## Brief A
Set down the passage of the CR-API decision list from "- Gene usage" to "what gets returned?", reproducing it word for word.
## Brief B
According to the CR-API decision list, why will the CRWG define a submission standard for DataMed?

## Text shown
*** Begin section ***
This document contains the current decision list for the design and implementation of the CR-API.
- RESTful API, JSON, using the OpenAPI specification. Initial implementation in Github
https://github.com/airr-community/airr-standards/blob/CRWG-API/specs/common_repository_api.yaml
- Two primary endpoints (“gettable” objects with unique ids)
/repertoire
The /repertoire endpoint returns a list of “sample repertoire objects” with associated study metadata. A sample repertoire object is the description (the metadata) of the biological sample, including the processing that is applied to that sample, that is sequenced and annotated to acquire a set of rearrangements from the sample's immune repertoire.
/rearrangement
The /rearrangement endpoint returns a list of “rearrangement objects” with associated annotations. A rearrangement object is associated with a sample repertoire by the repertoire’s unique id. A rearrangement object contains the annotation information for each sequence read, including the V, D, and J gene assignments, the Junction (CDR3 and conserved Amino Acids), as well as other relevant annotation information.
- The GDC API looks to be a good specification to build upon
https://docs.gdc.cancer.gov/API/Users_Guide/Search_and_Retrieval/
-
It has a well-defined and expressive query language
-
Clients can limit/request what data fields to be returned (versus all data being returned)
-
It has a “loose” data model, which just indicates which entities are “linked” through an endpoint and can thus be queried upon, without specifying how that link is implemented. For example, the “case” endpoint is linked to the “diagnosis” entity, so a query can be performed on diagnosis data by having “diagnosis.” as a prefix to the field name, such as “diagnosis.state”.
-
It has a “facets” parameter which requests a limited form of aggregation capability, specifically for driving summary graphics (pie charts, bar plots, etc.) on a web interface.
-
JSON and TSV formats for return data.
-
It has a “_mapping” endpoint which is a discovery mechanism which provides metadata about the API itself. We probably need to expand upon it.
-
We will specify relationships between entities in the API data model, but each repository can have a different backend data model, which they will need to map to the API data model.
-
Data for return will be:
- Not-flatten, JSON response
- TSV response for /rearrangement, not-flatten, only get rearrangement data
- TSV response for /repertoire, one row for each repertoire id, flatten all study metadata
- Key repeating elements to prioritize for computationally precise standardization
- Donor species (e.g., homo sapiens) (subject)
- Donor health status (e.g., diabetes) (subject, primary sample)
- Tissue type (e.g. PBMC) (primary sample)
- Cell subset (e.g. T-cell)
- Sequence type (e.g., TRB) (also from primer selection - experimental protocol)
- Gene usage (e.g., IGHV1-69)
- CDR3 sequence ( e.g., “CASSYIKLN”)
- Receptor specificity (e.g., HIV virus)
- We will not define a Registry API. Instead, we will utilize the DataMed (BioCaddie) discovery index. However, CRWG will define a submission standard for DataMed so that AIRR repositories can be easily retrieved.
https://datamed.org/index.php
- The same raw data may be processed through multiple analytical pipelines, (e.g., for comparative purposes) with results from all pipelines in the repository. How do we indicate this and coordinate what gets returned?
*** End section ***
[Data for grounding objects in natural language]
*** Begin section ***
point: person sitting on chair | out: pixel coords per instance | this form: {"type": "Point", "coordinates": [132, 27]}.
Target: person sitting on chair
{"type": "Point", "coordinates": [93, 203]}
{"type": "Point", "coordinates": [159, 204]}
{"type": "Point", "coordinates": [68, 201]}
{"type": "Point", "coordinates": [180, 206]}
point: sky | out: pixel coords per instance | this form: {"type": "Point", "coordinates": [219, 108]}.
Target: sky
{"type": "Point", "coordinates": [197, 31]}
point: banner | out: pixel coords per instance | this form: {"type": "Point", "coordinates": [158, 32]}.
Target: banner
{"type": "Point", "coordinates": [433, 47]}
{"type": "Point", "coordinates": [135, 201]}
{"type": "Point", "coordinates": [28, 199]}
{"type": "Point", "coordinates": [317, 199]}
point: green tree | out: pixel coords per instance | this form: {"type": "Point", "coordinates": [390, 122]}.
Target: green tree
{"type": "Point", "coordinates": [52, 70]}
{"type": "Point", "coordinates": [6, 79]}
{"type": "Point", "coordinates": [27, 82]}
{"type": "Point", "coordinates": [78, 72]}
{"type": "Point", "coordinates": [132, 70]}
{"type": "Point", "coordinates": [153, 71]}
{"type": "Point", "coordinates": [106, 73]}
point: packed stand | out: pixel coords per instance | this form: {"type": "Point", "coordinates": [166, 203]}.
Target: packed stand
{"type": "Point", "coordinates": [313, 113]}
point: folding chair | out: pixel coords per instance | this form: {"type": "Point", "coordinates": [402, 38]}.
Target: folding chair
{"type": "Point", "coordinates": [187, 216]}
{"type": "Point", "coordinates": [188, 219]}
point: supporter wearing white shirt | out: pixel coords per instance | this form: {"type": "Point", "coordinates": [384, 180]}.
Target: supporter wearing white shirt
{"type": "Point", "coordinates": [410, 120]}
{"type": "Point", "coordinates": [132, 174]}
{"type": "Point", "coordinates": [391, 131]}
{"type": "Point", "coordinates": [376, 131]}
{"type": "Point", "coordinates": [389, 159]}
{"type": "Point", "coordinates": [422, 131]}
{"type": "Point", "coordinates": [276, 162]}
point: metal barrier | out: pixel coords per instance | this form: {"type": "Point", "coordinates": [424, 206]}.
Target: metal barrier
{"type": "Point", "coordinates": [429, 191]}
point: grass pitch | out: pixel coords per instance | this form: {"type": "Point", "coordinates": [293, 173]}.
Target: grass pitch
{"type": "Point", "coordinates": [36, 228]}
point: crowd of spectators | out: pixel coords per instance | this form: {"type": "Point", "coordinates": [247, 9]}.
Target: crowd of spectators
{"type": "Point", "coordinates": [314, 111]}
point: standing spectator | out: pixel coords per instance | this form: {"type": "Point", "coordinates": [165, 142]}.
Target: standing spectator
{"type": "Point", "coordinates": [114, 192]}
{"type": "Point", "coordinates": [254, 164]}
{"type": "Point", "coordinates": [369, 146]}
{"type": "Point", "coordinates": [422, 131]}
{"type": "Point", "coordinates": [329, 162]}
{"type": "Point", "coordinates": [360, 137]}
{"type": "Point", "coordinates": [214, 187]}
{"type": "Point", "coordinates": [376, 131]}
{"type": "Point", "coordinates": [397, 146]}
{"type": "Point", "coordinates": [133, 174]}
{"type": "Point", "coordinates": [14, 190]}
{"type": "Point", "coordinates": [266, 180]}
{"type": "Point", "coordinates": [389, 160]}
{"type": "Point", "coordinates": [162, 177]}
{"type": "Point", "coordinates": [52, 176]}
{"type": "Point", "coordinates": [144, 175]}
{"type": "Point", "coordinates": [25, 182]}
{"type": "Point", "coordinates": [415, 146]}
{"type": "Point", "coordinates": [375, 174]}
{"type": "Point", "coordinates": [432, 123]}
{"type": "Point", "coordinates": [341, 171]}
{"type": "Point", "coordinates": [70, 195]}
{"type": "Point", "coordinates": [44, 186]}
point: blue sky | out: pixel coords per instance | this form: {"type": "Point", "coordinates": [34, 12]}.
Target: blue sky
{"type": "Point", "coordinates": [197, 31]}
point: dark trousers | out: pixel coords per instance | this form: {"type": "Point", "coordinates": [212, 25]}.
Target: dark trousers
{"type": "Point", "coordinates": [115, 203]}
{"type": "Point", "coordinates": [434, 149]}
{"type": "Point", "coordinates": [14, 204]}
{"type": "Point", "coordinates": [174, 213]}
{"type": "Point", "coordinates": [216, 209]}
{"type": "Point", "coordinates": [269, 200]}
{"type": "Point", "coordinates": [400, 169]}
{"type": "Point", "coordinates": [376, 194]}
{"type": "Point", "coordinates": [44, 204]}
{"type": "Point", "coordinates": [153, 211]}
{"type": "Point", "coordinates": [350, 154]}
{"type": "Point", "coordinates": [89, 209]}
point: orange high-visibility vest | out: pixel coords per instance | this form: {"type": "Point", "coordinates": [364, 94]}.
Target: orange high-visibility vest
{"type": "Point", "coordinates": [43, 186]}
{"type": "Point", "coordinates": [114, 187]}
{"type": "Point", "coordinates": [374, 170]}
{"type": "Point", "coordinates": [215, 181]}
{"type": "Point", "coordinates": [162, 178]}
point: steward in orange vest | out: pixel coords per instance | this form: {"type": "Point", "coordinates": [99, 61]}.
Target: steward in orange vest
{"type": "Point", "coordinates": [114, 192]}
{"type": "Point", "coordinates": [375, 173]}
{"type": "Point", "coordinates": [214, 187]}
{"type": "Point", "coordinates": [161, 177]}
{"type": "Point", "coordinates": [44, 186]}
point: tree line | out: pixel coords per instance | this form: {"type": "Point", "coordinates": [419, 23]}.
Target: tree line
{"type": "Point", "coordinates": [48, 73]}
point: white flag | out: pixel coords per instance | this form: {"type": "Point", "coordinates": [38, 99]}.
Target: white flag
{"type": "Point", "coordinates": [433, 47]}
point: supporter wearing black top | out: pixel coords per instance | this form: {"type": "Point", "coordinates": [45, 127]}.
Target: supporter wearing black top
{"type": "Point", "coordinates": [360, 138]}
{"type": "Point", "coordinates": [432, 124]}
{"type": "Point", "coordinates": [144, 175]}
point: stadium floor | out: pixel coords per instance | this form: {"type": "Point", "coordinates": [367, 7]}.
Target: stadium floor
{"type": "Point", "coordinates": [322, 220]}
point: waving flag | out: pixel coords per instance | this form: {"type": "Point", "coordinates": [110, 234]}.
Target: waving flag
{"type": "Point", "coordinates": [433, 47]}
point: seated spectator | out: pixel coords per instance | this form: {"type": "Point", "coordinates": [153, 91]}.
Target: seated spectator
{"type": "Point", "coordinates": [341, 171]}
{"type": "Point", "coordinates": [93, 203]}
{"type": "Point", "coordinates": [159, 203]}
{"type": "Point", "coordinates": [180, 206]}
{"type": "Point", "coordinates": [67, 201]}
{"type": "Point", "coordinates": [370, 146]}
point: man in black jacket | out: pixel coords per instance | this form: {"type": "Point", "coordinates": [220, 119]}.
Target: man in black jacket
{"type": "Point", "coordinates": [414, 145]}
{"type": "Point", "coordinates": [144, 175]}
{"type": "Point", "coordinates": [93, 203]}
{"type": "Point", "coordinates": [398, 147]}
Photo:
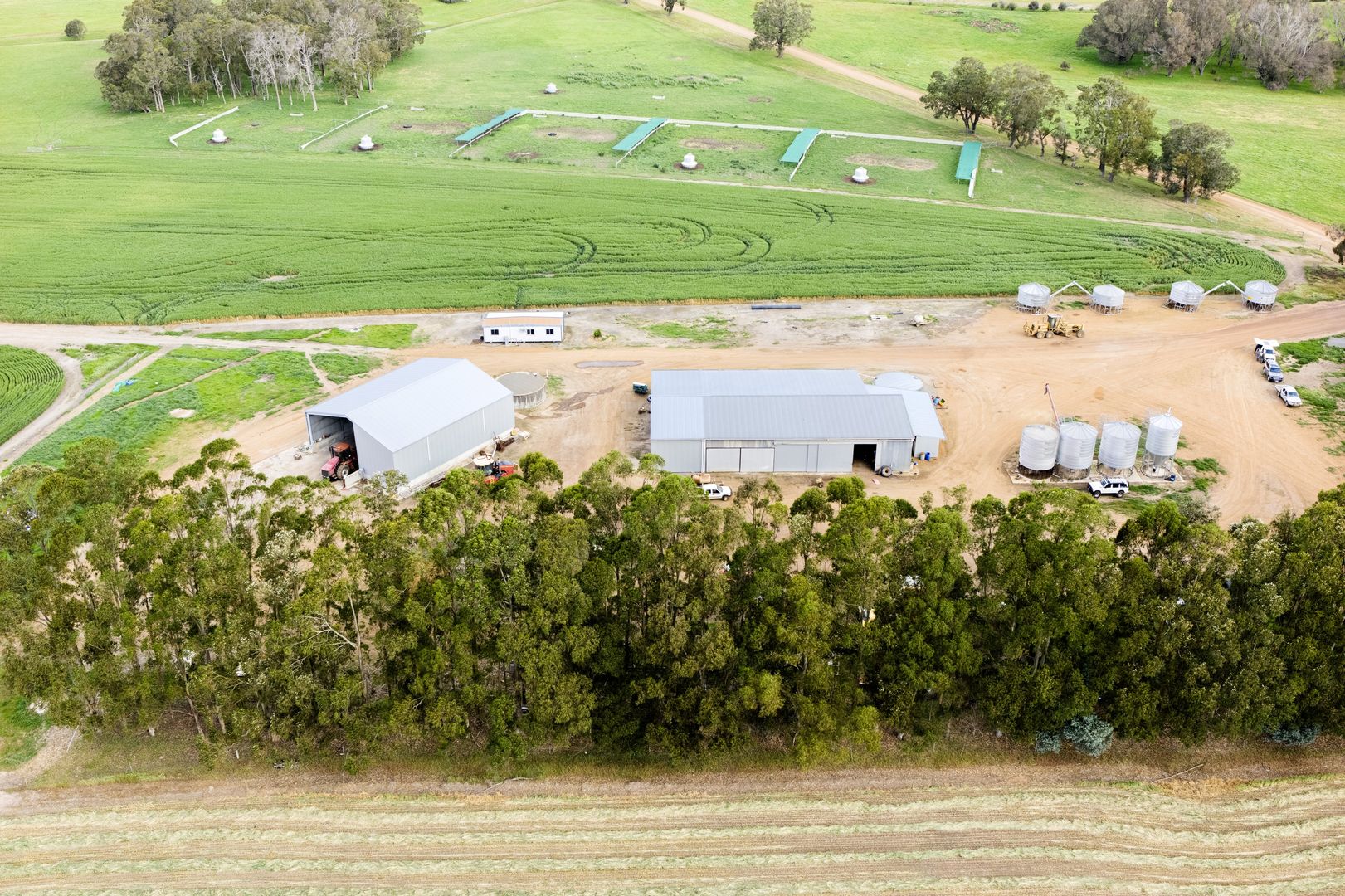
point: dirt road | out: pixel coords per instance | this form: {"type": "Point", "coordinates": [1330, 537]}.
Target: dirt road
{"type": "Point", "coordinates": [1143, 361]}
{"type": "Point", "coordinates": [1312, 231]}
{"type": "Point", "coordinates": [823, 833]}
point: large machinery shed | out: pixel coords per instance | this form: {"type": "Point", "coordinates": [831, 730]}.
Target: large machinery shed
{"type": "Point", "coordinates": [784, 421]}
{"type": "Point", "coordinates": [418, 420]}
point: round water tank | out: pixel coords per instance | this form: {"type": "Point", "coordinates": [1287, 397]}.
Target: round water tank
{"type": "Point", "coordinates": [529, 389]}
{"type": "Point", "coordinates": [1260, 295]}
{"type": "Point", "coordinates": [1033, 296]}
{"type": "Point", "coordinates": [1185, 295]}
{"type": "Point", "coordinates": [1037, 448]}
{"type": "Point", "coordinates": [1163, 435]}
{"type": "Point", "coordinates": [899, 380]}
{"type": "Point", "coordinates": [1076, 444]}
{"type": "Point", "coordinates": [1119, 446]}
{"type": "Point", "coordinates": [1107, 298]}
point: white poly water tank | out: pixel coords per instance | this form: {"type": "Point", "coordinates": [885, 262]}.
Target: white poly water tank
{"type": "Point", "coordinates": [1260, 294]}
{"type": "Point", "coordinates": [1185, 295]}
{"type": "Point", "coordinates": [899, 380]}
{"type": "Point", "coordinates": [1076, 444]}
{"type": "Point", "coordinates": [1163, 435]}
{"type": "Point", "coordinates": [1109, 298]}
{"type": "Point", "coordinates": [1037, 447]}
{"type": "Point", "coordinates": [1119, 444]}
{"type": "Point", "coordinates": [1033, 296]}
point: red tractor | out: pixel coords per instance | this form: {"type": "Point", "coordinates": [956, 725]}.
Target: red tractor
{"type": "Point", "coordinates": [342, 463]}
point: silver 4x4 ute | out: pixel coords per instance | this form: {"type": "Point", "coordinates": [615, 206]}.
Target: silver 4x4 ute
{"type": "Point", "coordinates": [1099, 487]}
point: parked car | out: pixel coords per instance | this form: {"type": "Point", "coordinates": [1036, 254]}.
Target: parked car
{"type": "Point", "coordinates": [1099, 487]}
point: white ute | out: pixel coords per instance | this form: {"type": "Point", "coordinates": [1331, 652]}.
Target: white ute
{"type": "Point", "coordinates": [1099, 487]}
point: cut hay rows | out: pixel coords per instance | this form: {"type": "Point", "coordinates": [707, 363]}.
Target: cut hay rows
{"type": "Point", "coordinates": [475, 237]}
{"type": "Point", "coordinates": [28, 382]}
{"type": "Point", "coordinates": [1284, 839]}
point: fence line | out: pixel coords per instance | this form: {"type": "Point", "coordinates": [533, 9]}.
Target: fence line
{"type": "Point", "coordinates": [342, 125]}
{"type": "Point", "coordinates": [199, 124]}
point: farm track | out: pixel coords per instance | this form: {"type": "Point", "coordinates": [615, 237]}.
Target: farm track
{"type": "Point", "coordinates": [755, 837]}
{"type": "Point", "coordinates": [1312, 231]}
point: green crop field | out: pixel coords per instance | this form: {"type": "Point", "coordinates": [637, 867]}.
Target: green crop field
{"type": "Point", "coordinates": [186, 387]}
{"type": "Point", "coordinates": [28, 382]}
{"type": "Point", "coordinates": [1289, 144]}
{"type": "Point", "coordinates": [448, 237]}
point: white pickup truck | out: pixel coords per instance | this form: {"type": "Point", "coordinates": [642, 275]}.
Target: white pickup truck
{"type": "Point", "coordinates": [1099, 487]}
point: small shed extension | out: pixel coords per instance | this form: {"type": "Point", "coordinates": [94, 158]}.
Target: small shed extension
{"type": "Point", "coordinates": [418, 420]}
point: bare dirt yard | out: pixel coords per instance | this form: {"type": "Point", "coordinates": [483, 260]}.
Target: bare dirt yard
{"type": "Point", "coordinates": [976, 355]}
{"type": "Point", "coordinates": [967, 830]}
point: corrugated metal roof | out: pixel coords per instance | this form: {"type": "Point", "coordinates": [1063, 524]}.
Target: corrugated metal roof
{"type": "Point", "coordinates": [411, 402]}
{"type": "Point", "coordinates": [756, 382]}
{"type": "Point", "coordinates": [775, 404]}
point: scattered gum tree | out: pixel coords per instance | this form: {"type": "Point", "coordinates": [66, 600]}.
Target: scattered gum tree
{"type": "Point", "coordinates": [966, 93]}
{"type": "Point", "coordinates": [779, 25]}
{"type": "Point", "coordinates": [1193, 160]}
{"type": "Point", "coordinates": [1117, 127]}
{"type": "Point", "coordinates": [1026, 101]}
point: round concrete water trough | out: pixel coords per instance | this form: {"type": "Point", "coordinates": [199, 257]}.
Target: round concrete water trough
{"type": "Point", "coordinates": [529, 389]}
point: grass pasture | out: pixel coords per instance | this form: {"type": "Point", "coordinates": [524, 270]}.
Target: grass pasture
{"type": "Point", "coordinates": [965, 835]}
{"type": "Point", "coordinates": [100, 363]}
{"type": "Point", "coordinates": [1288, 143]}
{"type": "Point", "coordinates": [28, 382]}
{"type": "Point", "coordinates": [186, 387]}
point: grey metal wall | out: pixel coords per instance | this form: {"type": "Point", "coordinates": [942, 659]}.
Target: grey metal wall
{"type": "Point", "coordinates": [457, 437]}
{"type": "Point", "coordinates": [680, 455]}
{"type": "Point", "coordinates": [836, 456]}
{"type": "Point", "coordinates": [927, 443]}
{"type": "Point", "coordinates": [894, 454]}
{"type": "Point", "coordinates": [373, 456]}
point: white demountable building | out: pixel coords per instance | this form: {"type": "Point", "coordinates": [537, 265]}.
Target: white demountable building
{"type": "Point", "coordinates": [522, 326]}
{"type": "Point", "coordinates": [787, 421]}
{"type": "Point", "coordinates": [420, 420]}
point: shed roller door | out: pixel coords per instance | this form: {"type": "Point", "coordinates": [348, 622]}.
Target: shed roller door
{"type": "Point", "coordinates": [723, 459]}
{"type": "Point", "coordinates": [758, 460]}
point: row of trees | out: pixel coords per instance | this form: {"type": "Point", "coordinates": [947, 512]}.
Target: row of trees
{"type": "Point", "coordinates": [1113, 124]}
{"type": "Point", "coordinates": [175, 50]}
{"type": "Point", "coordinates": [628, 612]}
{"type": "Point", "coordinates": [1282, 41]}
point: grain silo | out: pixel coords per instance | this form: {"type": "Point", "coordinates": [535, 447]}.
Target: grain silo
{"type": "Point", "coordinates": [529, 389]}
{"type": "Point", "coordinates": [1107, 299]}
{"type": "Point", "coordinates": [1185, 296]}
{"type": "Point", "coordinates": [1162, 439]}
{"type": "Point", "coordinates": [1074, 455]}
{"type": "Point", "coordinates": [1119, 447]}
{"type": "Point", "coordinates": [1260, 295]}
{"type": "Point", "coordinates": [1033, 298]}
{"type": "Point", "coordinates": [1037, 450]}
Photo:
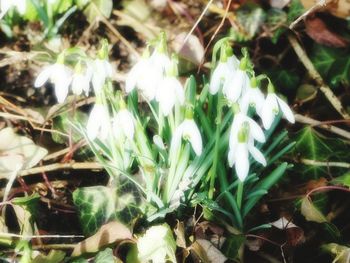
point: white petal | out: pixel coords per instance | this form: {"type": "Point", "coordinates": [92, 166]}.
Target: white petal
*** End section ***
## Reply A
- Gene usage (e.g., IGHV1-69)
- CDR3 sequence ( e.g., “CASSYIKLN”)
- Receptor specificity (e.g., HIV virus)
- We will not define a Registry API. Instead, we will utilize the DataMed (BioCaddie) discovery index. However, CRWG will define a submission standard for DataMed so that AIRR repositories can be easily retrieved.
https://datamed.org/index.php
- The same raw data may be processed through multiple analytical pipelines, (e.g., for comparative purposes) with results from all pipelines in the repository. How do we indicate this and coordinate what gets returned?

## Reply B
The group will not define its own Registry API and will instead use the DataMed (BioCaddie) discovery index. The CRWG will define a submission standard for DataMed so that AIRR repositories can be easily retrieved.